DOCUMENT SEGMENT
···

How to use Private Links
You may want to privately share your uploaded files and metadata before making them public (e.g. as part of an anonymous peer review process) or give access to embargoed files to a colleague. Private links in Figshare enable these workflows.
Open the item you want to create a private link for. On the top right side of the metadata form click “Share with private link” to configure a private link. You can set the date you would like the private link to expire or disable an existing link.
Share the link with those you want to provide access to or submit it with your manuscript. Those clicking on the link will see an anonymized version of your metadata (author information removed) and they can see and download the file(s). If your files contain information that identifies you or others, the person with the private link will be able to see that information, so anonymize the files before sharing if needed.
Remember, anyone with the link can access your item, even if your item is unpublished!
How to reserve a DOI
Reserving a DOI is the best way to add a reference to your data or other outputs in a manuscript submitted for publication. On the upper right side of the metadata entry page click the ‘Reserve DOI’ or, if you are at an institution you may see a ‘Manage Identifiers’ link.

···

Coordinate annotation entries
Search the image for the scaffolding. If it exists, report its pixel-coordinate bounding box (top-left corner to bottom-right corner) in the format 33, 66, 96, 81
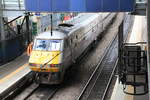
2, 0, 25, 11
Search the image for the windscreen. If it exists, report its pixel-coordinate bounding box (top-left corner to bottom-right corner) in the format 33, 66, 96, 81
34, 39, 62, 51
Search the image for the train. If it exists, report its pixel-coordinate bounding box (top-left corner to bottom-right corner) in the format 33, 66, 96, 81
29, 13, 117, 84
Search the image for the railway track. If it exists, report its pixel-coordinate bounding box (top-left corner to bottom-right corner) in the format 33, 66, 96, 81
14, 83, 60, 100
77, 33, 118, 100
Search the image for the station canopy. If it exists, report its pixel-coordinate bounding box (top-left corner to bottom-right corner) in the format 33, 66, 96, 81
25, 0, 135, 12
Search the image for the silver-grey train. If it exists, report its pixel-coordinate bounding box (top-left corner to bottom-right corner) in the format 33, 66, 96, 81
29, 13, 116, 84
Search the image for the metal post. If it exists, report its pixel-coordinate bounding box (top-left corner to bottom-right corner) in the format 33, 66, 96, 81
25, 13, 32, 44
118, 22, 124, 80
0, 0, 5, 40
147, 0, 150, 100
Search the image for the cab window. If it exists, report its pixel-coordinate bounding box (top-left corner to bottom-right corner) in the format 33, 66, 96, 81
34, 40, 49, 51
49, 40, 61, 51
34, 39, 62, 51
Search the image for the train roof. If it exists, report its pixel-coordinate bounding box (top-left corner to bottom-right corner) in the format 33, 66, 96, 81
36, 30, 66, 39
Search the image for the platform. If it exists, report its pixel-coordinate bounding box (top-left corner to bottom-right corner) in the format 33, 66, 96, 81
110, 16, 148, 100
0, 53, 31, 95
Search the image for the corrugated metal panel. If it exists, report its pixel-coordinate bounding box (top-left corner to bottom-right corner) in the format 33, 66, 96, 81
25, 0, 135, 12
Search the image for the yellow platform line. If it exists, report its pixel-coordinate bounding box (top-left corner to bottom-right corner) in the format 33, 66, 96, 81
0, 64, 28, 84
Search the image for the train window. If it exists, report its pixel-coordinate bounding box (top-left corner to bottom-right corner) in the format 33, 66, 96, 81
34, 39, 49, 51
34, 39, 61, 51
49, 40, 61, 51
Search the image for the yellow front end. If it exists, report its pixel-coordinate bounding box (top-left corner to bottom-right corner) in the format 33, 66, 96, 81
29, 51, 61, 72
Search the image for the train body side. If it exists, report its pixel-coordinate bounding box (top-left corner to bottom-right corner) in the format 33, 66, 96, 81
29, 13, 116, 84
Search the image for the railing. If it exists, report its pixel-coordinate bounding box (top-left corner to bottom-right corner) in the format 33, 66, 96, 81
2, 0, 25, 11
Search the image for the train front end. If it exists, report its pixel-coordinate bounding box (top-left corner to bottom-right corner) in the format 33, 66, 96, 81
29, 31, 63, 84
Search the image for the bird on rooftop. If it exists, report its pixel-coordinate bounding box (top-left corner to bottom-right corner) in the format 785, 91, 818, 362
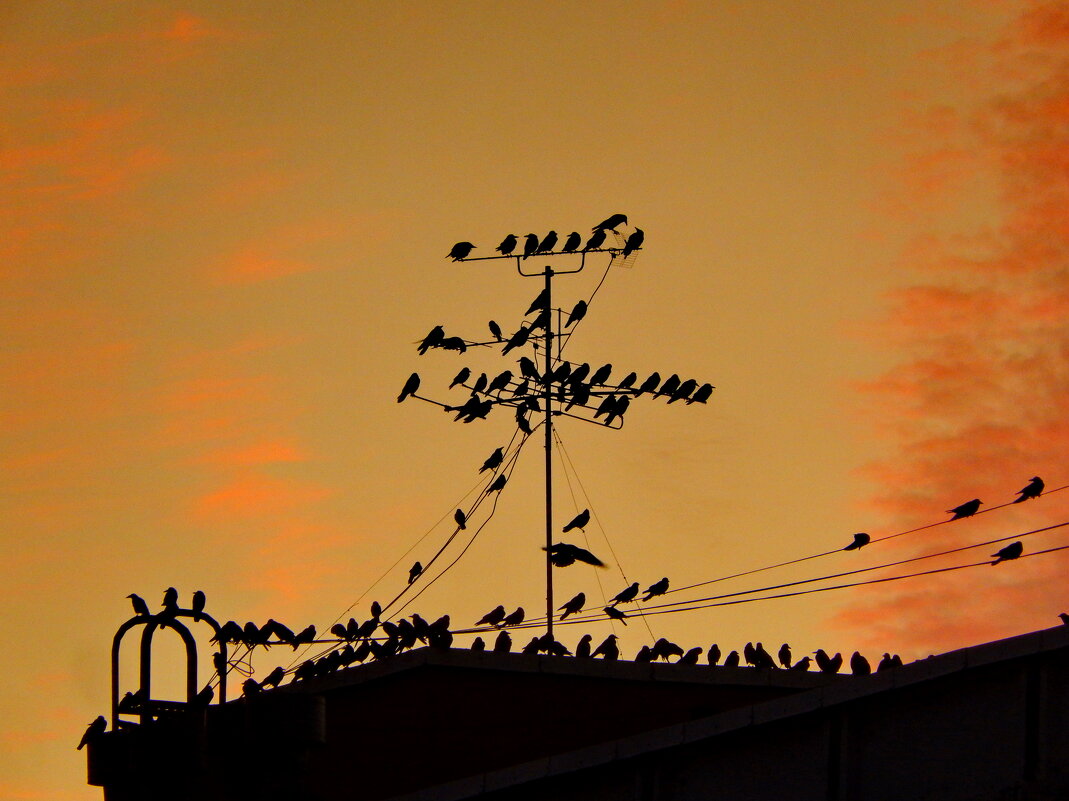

···

GIVEN EXERCISE A
Repeat the Figshare help text word for word, beginning at the words "Share the link" and stopping after "item is unpublished!".
GIVEN EXERCISE B
According to the Figshare help text, what version of the metadata do people who click a private link see?
Work only from the Figshare help text, not the entries.

FINISHED ANSWER A
Share the link with those you want to provide access to or submit it with your manuscript. Those clicking on the link will see an anonymized version of your metadata (author information removed) and they can see and download the file(s). If your files contain information that identifies you or others, the person with the private link will be able to see that information, so anonymize the files before sharing if needed.
Remember, anyone with the link can access your item, even if your item is unpublished!

FINISHED ANSWER B
An anonymized version, with author information removed.